------ Exercise text ------

M&A Wave Could Lift Asian Markets In 2010
By Gordon Platt
Increased merger and acquisition activity is likely to be the next driver of growth in many Asian markets, says Jason Pidcock, investment leader, Asia-Pacific equities, for Newton, a London-based global asset management subsidiary of BNY Mellon. “With Asia in line with the 10-year average, markets could easily go higher, driving leveraged buyouts and cross-border trades, as we saw at the end of the mid- 1980s boom,” Pidcock says. “Many Asian companies should benefit over the longer term from the relative strength of their balance sheets, with corporate indebtedness lower in Asia than in the US and Europe,” he adds.
Charlotte Ryland, investment manager, global funds, at Newton notes, “We are currently undergoing a period of global realignment, whereby Western economies are in the midst of adjusting to lower growth, lower levels of leverage and significantly more regulatory oversight of the banking system.”

------

:: Action item ::
Write the next part of the article on mergers and acquisitions in Asian markets, picking up right after its last sentence. The items that come next have no connection to the article on mergers and acquisitions in Asian markets.

------ Information supplied ------

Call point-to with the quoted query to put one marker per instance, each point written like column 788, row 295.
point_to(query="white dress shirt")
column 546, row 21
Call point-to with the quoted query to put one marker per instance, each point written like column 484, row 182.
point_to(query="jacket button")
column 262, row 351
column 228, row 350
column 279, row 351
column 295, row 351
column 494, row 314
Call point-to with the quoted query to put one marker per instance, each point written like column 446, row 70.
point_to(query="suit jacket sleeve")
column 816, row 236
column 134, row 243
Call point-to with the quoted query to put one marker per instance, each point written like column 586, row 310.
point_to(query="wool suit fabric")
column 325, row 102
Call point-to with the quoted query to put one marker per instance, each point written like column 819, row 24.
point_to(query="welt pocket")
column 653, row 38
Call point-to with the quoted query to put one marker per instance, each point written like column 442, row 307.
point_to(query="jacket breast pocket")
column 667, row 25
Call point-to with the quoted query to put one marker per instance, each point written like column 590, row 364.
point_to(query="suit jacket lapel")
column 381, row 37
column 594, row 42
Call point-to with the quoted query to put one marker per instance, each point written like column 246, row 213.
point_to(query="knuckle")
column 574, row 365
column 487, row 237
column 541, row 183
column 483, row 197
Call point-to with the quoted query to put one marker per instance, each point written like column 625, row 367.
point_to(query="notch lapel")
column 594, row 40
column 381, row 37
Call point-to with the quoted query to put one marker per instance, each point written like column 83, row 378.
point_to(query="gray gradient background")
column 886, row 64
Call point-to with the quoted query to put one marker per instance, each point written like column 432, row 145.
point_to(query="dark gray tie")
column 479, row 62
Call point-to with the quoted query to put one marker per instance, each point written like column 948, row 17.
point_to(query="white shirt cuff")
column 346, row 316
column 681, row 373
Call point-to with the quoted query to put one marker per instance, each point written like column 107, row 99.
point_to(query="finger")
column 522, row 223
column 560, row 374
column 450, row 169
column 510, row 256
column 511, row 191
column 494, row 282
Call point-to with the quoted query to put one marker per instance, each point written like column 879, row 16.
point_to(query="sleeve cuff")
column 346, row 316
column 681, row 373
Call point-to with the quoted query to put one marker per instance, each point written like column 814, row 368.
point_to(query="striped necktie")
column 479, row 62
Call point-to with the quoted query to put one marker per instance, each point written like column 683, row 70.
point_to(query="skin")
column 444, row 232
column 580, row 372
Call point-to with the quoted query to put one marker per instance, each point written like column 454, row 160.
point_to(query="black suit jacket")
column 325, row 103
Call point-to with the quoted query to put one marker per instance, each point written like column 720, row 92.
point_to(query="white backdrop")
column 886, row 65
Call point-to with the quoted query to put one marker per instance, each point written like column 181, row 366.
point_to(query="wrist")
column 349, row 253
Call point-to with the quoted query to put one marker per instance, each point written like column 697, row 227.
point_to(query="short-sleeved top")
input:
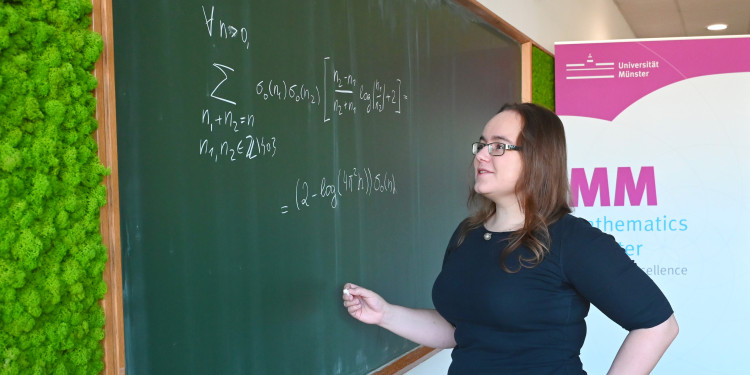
column 532, row 321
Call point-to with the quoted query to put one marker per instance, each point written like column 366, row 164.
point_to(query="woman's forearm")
column 425, row 327
column 643, row 348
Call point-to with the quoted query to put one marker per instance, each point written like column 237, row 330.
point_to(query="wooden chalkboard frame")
column 106, row 137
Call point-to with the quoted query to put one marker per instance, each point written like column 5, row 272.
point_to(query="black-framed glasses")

------

:: Output ::
As a result of this realignment, the developing world continues to present longer-term investment opportunities, particularly those countries able to stimulate domestic demand, such as China, India and Brazil, Ryland says.
Commodities such as oil remain interesting, she adds, with potential price rises driven by new sources of demand and declining production. High-quality defensive stocks with stable cash flows, such as telecom and medical technology, and exposure to developing economies are among Newton’s key investment themes for 2010.